**What you are asked to do**
How many lines in the rows below contain the string "chair"? Reply with the count alone.

# START OF Entries supplied

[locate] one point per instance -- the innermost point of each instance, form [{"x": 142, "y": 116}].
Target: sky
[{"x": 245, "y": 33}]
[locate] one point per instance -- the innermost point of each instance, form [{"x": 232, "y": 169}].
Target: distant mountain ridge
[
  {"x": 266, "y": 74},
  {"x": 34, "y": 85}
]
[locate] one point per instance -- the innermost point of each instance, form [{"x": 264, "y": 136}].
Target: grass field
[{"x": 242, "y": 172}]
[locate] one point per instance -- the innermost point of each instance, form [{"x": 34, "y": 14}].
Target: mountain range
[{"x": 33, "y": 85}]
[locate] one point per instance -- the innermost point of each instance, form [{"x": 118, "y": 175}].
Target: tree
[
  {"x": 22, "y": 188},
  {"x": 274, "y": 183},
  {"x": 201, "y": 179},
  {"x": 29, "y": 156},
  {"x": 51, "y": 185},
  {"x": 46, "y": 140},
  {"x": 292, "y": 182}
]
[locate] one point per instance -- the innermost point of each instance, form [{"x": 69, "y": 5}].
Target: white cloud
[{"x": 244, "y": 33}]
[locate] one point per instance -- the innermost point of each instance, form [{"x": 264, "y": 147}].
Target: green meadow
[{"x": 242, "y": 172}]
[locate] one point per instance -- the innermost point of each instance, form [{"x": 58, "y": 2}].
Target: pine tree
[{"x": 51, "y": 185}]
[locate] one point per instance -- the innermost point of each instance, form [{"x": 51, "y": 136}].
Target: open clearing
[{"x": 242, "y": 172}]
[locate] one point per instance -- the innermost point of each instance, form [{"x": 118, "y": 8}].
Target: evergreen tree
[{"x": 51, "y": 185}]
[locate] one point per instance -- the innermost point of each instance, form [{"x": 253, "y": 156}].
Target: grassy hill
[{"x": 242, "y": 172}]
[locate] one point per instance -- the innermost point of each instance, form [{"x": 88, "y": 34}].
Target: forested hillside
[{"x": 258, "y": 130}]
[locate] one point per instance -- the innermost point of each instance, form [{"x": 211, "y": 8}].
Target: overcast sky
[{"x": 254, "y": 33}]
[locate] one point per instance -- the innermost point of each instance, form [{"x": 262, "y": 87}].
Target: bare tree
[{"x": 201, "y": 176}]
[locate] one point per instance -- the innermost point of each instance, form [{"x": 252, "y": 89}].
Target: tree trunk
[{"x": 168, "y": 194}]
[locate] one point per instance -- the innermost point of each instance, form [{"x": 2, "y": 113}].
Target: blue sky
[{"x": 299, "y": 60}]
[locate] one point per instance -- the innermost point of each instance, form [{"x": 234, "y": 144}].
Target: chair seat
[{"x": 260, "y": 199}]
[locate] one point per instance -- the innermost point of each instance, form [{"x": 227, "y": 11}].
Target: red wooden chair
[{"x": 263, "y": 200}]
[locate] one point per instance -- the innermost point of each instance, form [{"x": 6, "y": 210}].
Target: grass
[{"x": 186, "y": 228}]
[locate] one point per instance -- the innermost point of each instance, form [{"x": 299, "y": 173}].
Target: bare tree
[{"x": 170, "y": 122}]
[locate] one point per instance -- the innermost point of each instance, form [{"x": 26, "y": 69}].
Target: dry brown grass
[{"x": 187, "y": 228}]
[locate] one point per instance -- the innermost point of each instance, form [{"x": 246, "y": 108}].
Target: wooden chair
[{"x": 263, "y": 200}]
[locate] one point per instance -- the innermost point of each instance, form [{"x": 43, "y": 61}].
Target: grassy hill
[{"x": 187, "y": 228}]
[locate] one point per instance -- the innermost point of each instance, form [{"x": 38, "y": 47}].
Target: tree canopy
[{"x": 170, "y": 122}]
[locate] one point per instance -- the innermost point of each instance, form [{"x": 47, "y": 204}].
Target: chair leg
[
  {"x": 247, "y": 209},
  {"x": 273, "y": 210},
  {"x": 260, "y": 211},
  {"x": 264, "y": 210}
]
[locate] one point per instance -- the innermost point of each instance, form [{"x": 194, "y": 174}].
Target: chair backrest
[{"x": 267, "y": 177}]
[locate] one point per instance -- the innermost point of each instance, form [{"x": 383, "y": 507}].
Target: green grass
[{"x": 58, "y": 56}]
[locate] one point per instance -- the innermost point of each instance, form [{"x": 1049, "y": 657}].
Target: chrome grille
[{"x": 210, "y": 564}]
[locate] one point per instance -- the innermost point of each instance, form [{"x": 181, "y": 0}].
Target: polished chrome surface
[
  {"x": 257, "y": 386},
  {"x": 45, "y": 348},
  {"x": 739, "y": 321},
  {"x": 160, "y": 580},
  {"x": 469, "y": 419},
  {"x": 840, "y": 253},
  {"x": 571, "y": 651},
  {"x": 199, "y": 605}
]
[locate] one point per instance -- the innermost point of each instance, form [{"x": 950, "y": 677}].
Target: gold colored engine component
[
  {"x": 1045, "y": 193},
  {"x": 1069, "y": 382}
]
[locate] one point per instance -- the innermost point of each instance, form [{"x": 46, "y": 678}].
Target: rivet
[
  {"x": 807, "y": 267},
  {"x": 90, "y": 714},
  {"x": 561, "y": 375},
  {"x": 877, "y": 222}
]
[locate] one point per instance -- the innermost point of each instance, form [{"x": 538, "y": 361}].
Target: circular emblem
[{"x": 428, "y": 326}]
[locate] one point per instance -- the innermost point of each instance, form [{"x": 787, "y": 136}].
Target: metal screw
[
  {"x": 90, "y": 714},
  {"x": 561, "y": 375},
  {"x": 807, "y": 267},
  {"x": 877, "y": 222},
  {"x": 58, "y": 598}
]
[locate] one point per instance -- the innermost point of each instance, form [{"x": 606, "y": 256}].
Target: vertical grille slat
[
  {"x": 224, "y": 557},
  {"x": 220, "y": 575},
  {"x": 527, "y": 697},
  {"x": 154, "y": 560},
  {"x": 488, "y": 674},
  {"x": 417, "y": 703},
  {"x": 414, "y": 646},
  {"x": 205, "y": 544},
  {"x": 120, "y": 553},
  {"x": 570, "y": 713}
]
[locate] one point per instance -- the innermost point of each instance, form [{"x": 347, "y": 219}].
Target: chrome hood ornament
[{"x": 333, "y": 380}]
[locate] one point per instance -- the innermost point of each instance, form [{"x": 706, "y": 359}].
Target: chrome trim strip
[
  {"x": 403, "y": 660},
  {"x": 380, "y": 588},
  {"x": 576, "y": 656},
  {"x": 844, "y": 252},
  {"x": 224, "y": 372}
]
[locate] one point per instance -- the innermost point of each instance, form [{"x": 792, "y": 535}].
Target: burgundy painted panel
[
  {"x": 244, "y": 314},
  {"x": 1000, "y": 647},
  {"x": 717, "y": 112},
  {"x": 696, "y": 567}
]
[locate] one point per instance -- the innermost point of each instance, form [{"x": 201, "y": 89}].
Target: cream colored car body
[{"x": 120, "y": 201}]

# END OF Entries supplied
# START OF Entries supplied

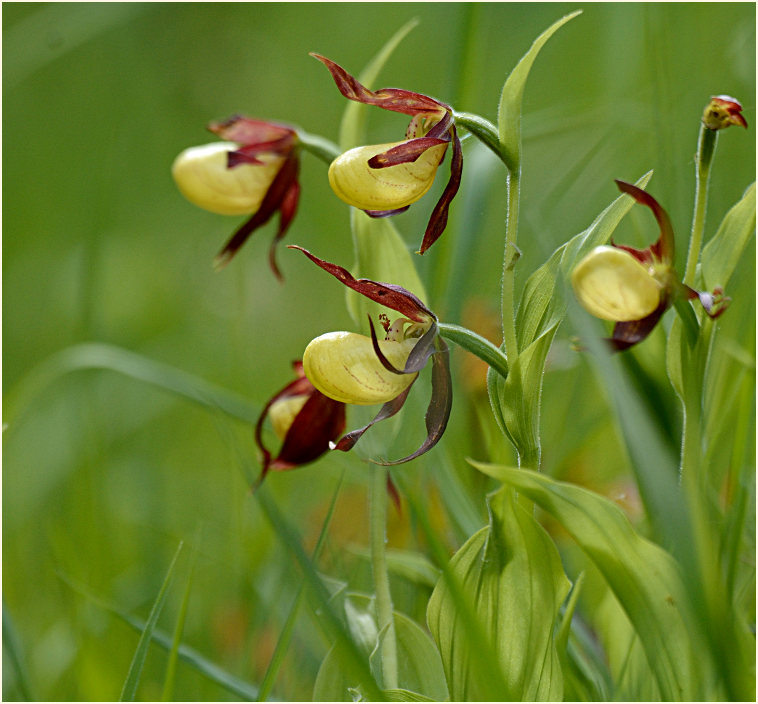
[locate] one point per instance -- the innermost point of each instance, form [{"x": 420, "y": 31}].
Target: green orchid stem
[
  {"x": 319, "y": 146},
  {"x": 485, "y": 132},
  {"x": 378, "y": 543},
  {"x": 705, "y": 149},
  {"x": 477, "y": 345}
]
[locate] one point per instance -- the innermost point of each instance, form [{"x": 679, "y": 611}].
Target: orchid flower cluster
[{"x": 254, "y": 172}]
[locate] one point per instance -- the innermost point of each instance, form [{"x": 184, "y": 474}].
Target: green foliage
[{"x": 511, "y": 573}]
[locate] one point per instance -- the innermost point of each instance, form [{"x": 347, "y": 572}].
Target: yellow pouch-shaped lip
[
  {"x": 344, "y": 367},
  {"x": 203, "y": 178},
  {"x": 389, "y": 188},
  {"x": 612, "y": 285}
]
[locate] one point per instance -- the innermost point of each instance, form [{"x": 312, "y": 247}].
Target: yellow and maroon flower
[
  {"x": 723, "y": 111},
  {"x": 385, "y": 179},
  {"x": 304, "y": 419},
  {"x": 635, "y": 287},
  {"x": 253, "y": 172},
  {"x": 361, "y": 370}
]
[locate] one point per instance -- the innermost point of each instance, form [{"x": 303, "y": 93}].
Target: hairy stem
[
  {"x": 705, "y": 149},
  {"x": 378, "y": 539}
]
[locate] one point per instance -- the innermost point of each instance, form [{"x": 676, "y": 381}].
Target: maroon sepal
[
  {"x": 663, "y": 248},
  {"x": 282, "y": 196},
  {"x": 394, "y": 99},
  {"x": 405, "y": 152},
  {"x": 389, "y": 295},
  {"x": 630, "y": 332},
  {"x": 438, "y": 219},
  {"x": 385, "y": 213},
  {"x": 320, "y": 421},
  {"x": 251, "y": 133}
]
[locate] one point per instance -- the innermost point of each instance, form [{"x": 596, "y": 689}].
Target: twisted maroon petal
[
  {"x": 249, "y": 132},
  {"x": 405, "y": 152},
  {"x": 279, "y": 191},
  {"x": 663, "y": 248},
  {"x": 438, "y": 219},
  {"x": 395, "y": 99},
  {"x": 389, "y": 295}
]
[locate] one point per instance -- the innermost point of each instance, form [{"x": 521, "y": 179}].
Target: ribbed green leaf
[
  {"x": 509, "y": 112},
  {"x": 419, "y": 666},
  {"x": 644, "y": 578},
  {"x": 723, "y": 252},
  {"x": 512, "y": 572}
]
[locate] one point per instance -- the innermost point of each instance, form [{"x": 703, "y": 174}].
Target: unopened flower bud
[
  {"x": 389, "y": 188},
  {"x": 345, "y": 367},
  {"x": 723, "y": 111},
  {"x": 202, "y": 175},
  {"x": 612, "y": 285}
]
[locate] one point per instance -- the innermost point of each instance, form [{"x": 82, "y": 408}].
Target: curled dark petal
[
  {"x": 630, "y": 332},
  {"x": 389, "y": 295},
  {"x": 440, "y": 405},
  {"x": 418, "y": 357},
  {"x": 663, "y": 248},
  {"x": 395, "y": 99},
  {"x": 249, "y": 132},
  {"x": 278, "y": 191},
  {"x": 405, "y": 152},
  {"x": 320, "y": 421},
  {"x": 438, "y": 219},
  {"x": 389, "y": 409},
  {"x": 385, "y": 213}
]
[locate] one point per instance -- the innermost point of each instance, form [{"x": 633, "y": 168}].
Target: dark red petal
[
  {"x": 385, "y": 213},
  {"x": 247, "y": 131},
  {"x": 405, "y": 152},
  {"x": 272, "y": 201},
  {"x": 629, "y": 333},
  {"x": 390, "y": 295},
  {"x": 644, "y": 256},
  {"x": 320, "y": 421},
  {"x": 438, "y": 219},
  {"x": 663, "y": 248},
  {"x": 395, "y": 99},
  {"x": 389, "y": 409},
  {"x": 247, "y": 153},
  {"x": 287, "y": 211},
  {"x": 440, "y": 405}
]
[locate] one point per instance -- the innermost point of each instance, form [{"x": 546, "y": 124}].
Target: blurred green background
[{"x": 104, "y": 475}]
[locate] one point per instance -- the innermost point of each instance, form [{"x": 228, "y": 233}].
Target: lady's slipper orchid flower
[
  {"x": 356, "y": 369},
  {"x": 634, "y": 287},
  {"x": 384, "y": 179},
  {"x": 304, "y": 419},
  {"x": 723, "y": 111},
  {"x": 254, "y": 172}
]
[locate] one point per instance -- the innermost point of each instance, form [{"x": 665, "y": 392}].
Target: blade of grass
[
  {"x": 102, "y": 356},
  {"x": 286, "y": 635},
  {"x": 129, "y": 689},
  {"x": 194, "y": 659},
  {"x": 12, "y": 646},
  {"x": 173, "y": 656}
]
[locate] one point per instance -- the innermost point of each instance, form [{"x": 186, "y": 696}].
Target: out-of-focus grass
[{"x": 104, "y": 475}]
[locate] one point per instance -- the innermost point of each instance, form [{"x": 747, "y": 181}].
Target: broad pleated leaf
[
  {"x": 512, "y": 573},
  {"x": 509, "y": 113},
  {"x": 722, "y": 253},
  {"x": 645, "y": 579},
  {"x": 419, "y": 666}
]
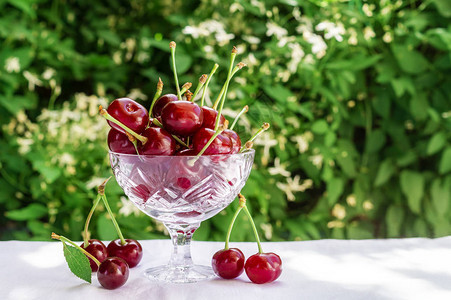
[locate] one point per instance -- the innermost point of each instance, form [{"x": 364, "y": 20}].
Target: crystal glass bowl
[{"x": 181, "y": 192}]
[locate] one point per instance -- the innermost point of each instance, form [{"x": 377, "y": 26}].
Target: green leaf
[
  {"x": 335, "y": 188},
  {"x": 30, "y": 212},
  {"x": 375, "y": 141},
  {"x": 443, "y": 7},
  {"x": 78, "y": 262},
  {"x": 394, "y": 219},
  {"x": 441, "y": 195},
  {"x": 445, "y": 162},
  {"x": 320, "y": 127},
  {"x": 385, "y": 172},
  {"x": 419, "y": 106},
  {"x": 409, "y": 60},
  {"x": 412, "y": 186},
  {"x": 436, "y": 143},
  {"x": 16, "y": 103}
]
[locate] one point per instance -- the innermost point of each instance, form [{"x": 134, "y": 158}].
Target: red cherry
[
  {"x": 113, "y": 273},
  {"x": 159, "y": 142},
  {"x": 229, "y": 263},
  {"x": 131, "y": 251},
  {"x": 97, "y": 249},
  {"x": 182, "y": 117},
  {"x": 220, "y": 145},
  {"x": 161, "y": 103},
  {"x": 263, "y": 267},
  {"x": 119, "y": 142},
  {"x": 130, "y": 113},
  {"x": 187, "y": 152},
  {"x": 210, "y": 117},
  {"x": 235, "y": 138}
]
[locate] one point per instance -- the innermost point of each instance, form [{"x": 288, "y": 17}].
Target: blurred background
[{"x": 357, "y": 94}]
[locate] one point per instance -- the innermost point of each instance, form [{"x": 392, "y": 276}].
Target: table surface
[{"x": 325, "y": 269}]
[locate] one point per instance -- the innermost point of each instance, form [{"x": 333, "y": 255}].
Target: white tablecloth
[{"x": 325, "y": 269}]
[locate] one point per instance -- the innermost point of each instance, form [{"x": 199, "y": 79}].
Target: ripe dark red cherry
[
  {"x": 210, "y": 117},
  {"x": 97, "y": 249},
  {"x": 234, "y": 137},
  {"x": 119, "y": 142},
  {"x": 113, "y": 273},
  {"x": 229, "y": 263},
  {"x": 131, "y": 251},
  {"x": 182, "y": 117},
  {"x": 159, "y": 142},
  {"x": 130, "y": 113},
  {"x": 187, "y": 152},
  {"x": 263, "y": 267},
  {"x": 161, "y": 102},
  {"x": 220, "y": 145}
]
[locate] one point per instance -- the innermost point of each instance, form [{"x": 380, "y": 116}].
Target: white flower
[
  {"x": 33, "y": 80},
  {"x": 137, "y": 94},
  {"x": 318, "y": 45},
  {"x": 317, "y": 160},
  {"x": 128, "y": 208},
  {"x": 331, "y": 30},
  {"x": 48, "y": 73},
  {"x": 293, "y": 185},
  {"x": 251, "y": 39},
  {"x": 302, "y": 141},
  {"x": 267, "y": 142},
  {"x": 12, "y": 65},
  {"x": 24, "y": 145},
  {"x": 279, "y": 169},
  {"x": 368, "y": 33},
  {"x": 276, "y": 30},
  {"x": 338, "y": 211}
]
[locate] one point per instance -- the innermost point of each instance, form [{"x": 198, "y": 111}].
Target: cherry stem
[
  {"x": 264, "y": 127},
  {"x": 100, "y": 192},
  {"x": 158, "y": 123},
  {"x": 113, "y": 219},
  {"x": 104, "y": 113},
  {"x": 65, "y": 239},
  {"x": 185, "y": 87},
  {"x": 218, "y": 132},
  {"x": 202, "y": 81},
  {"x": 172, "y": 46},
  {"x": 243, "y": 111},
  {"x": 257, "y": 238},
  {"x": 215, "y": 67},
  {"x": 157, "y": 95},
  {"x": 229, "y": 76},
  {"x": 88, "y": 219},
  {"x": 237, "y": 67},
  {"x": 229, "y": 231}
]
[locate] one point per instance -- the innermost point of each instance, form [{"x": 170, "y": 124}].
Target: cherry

# END OF Entries supplied
# START OF Entries supplied

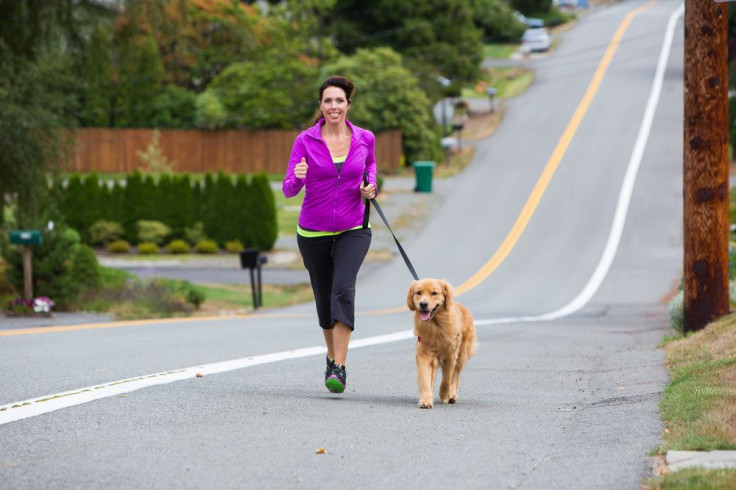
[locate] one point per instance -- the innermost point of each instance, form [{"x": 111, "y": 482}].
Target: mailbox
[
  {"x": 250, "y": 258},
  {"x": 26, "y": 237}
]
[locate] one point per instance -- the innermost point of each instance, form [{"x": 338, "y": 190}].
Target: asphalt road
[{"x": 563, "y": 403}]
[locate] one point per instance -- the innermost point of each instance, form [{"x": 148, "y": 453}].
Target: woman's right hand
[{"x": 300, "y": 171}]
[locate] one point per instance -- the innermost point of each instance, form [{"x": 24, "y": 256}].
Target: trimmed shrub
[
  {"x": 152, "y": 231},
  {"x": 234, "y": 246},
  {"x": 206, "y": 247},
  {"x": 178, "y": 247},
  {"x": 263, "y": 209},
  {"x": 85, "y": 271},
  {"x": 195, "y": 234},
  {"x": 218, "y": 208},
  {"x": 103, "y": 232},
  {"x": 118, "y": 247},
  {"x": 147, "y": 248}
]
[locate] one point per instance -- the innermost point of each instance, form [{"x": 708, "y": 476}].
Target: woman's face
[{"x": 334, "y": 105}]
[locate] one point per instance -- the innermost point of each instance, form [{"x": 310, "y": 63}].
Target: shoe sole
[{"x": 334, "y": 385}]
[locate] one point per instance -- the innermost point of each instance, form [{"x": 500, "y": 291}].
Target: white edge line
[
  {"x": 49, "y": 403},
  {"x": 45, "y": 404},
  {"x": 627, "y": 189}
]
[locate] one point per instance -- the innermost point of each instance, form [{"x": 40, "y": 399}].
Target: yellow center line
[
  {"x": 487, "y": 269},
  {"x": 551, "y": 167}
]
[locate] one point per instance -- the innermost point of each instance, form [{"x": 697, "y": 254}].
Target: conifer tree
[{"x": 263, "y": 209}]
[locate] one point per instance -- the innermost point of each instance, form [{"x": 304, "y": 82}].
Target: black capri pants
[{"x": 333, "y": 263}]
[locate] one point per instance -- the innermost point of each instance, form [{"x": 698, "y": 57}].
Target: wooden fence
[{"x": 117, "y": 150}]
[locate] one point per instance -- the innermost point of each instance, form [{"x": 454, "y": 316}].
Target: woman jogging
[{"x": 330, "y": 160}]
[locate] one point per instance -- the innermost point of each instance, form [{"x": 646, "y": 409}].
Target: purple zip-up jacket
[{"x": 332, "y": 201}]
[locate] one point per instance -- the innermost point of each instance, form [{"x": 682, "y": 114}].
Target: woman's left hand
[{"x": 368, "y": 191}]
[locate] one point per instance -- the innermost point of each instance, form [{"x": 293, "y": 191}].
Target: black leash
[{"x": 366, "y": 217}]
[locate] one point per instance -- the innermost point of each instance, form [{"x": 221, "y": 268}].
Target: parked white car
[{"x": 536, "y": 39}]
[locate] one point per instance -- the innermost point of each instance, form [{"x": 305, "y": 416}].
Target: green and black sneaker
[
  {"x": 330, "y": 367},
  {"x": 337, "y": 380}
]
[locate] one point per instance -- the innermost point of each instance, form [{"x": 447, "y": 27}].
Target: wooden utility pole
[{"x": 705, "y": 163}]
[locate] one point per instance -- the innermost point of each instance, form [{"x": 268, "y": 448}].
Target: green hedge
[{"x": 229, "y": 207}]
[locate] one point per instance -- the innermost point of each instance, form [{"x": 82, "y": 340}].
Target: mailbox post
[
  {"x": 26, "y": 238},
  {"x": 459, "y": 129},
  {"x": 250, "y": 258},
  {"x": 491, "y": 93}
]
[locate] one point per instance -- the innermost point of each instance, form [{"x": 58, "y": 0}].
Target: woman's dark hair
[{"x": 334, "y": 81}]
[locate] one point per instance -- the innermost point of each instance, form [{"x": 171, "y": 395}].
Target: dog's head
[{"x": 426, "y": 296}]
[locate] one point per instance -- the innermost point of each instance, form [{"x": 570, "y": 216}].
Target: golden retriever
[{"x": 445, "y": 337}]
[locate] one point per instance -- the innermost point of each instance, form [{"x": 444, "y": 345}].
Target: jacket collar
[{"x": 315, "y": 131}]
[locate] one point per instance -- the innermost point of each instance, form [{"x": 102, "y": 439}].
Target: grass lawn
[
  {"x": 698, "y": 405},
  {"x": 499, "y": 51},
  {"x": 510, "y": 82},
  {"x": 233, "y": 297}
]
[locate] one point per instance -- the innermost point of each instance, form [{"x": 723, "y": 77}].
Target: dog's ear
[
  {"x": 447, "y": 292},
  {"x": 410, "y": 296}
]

# END OF Entries supplied

**The response**
5